Rows from a pointing dataset:
◆ ◆ ◆ ◆
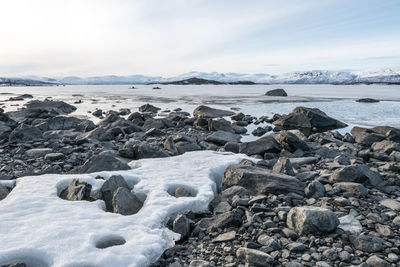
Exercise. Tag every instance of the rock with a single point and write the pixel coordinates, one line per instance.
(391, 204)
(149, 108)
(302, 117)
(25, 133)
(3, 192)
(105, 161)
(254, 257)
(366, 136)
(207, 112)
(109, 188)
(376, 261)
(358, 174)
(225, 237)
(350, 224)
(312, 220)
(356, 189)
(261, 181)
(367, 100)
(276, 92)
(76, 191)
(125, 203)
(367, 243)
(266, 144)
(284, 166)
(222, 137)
◆ ◆ ◆ ◆
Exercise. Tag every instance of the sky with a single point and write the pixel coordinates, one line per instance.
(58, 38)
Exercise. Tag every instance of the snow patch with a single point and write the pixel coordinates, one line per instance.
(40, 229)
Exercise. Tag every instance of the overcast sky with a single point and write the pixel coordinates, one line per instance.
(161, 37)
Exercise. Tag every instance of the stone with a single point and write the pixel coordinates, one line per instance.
◆ ◆ ◆ ◆
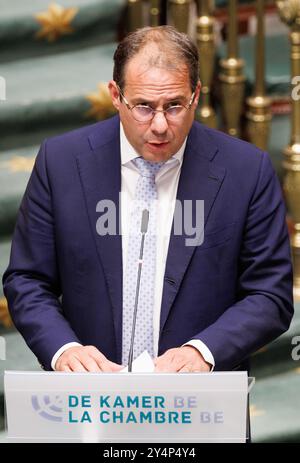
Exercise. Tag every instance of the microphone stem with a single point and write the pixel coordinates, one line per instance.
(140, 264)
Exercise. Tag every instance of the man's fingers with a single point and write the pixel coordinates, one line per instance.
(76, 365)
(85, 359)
◆ ◆ ◆ ◆
**Short exercise:**
Locate each line in the records that contains the word "stone", matching case, and copy those lines.

**Solution to this exercise:**
Exercise. Tag every instance of the stone with a single point and write the pixel coordinates, one line per instance.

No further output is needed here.